### Trecho escolhido
┄┄┄┄┄┄

UM ROTINEIRO TIPO DE ESTEREÓTIPO

imagem retirada da internet*
     Trajando bermuda, surrada, jeans, uma velha camisa polo e um chinelo que viria a quebrar as correias horas depois, me dirigia ao Beco da Morte no Mercado Municipal . Em dias de sábado muita gente evita de passar nas cercanias nesse conjunto de boxes destinados ao consumo de cachaça e tira gosto, particularmente prefiro passarinha de boi. Por lá também circulam, além de lavradores e vaqueiros, malandros, ladrões, prostitutas e puxa sacos de políticos em geral.
     Bom, na feira havia uma atividade dos alunos de letras que incentivava a leitura doando um exemplar à escolha, dentre variados títulos. Bastava responder umas perguntinhas de um questionário e escolher.A moça, simpaticamente procurou meu nome, se eu morava na cidade, grau de escolaridade: 
     - Meio envergonhado (não gosto de ficar citando escolaridade fora dum ambiente profissional), apontei-lhe 3 dedos da mão esquerda, ela olhou meus trajes e interpretou firmemente:
     - Terceira série!
     Jacobina é mesmo atrasada, discriminadora, antiga, esclareci meio sem vontade:
     - Superior.

┄┄┄┄┄┄

### Instrução a
Copie o texto sobre o estereótipo de "imagem retirada da" a "políticos em geral.", trocando "cachaça" por "cerveja".
O texto sobre o estereótipo não tem relação com as linhas de dados.

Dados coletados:
┄┄┄┄┄┄

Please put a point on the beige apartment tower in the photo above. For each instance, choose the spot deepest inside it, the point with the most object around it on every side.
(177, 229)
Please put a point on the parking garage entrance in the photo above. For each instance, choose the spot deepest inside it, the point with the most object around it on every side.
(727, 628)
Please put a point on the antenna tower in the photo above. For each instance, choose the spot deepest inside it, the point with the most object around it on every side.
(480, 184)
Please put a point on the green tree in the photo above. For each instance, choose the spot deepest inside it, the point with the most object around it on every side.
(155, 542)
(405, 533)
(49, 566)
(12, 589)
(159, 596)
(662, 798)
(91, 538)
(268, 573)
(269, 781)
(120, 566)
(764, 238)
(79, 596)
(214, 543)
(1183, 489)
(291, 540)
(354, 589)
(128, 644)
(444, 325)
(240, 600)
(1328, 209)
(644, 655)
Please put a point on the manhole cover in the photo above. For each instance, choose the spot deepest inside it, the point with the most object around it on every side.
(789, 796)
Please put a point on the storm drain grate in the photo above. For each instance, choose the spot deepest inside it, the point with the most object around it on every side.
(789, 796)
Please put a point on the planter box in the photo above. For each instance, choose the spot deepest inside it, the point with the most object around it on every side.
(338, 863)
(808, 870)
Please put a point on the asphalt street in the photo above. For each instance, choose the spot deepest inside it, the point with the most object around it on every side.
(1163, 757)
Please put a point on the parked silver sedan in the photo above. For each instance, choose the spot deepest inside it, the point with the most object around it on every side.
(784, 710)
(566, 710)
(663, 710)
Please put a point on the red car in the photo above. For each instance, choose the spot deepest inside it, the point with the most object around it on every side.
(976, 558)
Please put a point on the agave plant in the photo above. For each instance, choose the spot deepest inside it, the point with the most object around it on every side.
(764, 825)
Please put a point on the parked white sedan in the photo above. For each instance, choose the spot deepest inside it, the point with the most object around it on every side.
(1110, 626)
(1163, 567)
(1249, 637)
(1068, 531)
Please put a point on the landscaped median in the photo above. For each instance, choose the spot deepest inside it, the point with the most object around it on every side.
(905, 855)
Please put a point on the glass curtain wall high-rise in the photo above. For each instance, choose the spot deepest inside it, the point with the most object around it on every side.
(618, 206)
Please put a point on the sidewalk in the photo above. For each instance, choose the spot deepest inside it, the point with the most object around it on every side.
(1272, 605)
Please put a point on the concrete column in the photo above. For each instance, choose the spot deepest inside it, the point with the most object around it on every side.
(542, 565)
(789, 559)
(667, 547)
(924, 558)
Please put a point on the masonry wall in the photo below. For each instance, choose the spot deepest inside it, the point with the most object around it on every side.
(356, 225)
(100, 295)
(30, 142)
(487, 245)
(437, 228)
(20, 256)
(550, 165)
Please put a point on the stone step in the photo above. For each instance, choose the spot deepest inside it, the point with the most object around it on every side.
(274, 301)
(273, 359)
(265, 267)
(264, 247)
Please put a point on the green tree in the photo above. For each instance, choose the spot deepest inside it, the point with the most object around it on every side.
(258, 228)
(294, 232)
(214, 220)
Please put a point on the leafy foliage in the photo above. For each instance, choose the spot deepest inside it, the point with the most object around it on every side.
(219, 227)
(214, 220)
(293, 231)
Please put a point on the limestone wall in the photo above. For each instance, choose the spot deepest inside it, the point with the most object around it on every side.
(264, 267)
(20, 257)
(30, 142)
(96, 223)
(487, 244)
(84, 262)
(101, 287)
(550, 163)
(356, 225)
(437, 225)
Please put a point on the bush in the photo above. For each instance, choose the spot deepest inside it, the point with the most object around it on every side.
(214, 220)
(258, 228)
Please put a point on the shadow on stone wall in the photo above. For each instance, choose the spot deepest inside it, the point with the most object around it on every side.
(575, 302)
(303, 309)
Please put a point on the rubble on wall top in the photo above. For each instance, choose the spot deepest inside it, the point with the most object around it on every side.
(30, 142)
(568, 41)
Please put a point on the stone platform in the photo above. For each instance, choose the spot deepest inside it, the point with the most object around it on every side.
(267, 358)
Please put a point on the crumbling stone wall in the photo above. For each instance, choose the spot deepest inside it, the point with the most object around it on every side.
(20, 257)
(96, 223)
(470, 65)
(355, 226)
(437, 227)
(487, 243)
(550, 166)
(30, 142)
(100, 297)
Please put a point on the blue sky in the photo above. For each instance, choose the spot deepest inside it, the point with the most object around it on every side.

┄┄┄┄┄┄

### Instrução b
Repita tal como estão as linhas dos dados coletados, da linha com "Please put a point on the storm" até a linha com "(1163, 757)", incluindo as duas.

### Resposta a
imagem retirada da internet*
     Trajando bermuda, surrada, jeans, uma velha camisa polo e um chinelo que viria a quebrar as correias horas depois, me dirigia ao Beco da Morte no Mercado Municipal . Em dias de sábado muita gente evita de passar nas cercanias nesse conjunto de boxes destinados ao consumo de cerveja e tira gosto, particularmente prefiro passarinha de boi. Por lá também circulam, além de lavradores e vaqueiros, malandros, ladrões, prostitutas e puxa sacos de políticos em geral.

### Resposta b
Please put a point on the storm drain grate in the photo above. For each instance, choose the spot deepest inside it, the point with the most object around it on every side.
(789, 796)
Please put a point on the planter box in the photo above. For each instance, choose the spot deepest inside it, the point with the most object around it on every side.
(338, 863)
(808, 870)
Please put a point on the asphalt street in the photo above. For each instance, choose the spot deepest inside it, the point with the most object around it on every side.
(1163, 757)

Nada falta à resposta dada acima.